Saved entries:
*** Begin section ***

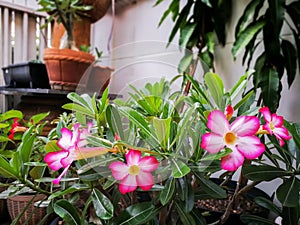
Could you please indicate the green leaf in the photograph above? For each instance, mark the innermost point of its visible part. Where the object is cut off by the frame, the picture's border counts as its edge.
(211, 188)
(114, 121)
(263, 172)
(215, 86)
(69, 190)
(255, 220)
(290, 60)
(266, 203)
(288, 192)
(67, 211)
(103, 207)
(162, 130)
(248, 16)
(185, 217)
(137, 214)
(167, 193)
(270, 88)
(246, 36)
(7, 169)
(179, 168)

*** End section ***

| Task to carry out |
Output every record above verbatim, excluding images.

| Task solution |
Could you please indicate the green leaf in the photograph above? For each instance, mark the innermost point of its visible part. Where the object is cut off by the frame, the picture's border counts as its edge.
(211, 188)
(114, 121)
(263, 172)
(215, 86)
(69, 190)
(255, 220)
(290, 60)
(266, 203)
(288, 192)
(67, 211)
(103, 207)
(162, 130)
(248, 16)
(185, 217)
(137, 214)
(167, 193)
(270, 88)
(246, 36)
(7, 169)
(179, 168)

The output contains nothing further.